**TASK DETAILS**
Copy the data word for word, from the start through the line containing "rough mask: <svg", both ends included. Leave the pictures out.

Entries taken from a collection
* * * *

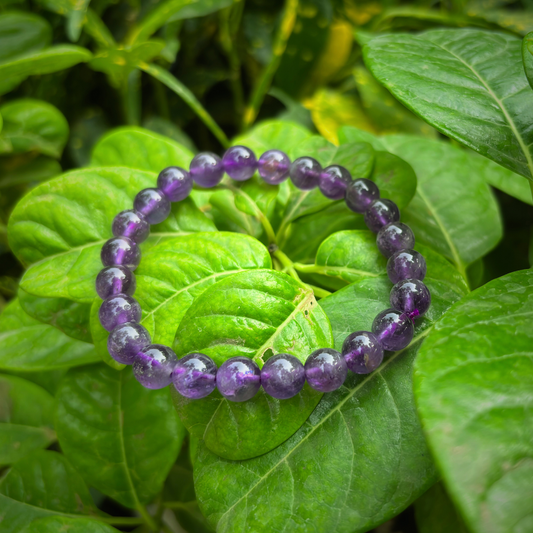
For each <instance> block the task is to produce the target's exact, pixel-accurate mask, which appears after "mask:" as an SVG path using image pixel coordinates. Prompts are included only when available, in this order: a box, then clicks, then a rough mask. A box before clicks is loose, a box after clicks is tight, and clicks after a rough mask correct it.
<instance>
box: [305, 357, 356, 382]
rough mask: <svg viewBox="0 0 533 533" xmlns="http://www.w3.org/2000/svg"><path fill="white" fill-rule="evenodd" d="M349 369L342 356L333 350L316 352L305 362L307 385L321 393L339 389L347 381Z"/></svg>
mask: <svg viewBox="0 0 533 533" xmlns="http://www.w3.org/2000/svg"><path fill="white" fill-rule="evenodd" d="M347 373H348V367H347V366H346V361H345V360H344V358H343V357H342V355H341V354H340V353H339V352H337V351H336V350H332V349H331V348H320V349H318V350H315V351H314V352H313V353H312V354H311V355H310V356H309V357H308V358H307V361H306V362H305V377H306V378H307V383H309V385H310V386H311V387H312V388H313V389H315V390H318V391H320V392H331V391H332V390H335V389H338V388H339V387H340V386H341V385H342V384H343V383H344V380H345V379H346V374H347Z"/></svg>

* * * *

**SOLUTION FOR THIS PROBLEM**
For each <instance> block the task is to produce the target's exact, pixel-accurate mask, which appears after "mask:" as an SVG path using image pixel coordinates. Prompts are included only when available, in this order: a box, then clicks, then a rough mask. A box before clicks is loose, a box after clicks is tight, and clicks after a rough mask correct it.
<instance>
box: [305, 357, 356, 382]
rough mask: <svg viewBox="0 0 533 533" xmlns="http://www.w3.org/2000/svg"><path fill="white" fill-rule="evenodd" d="M349 369L342 356L333 350L316 352L305 362L307 385L321 393L339 389L347 381Z"/></svg>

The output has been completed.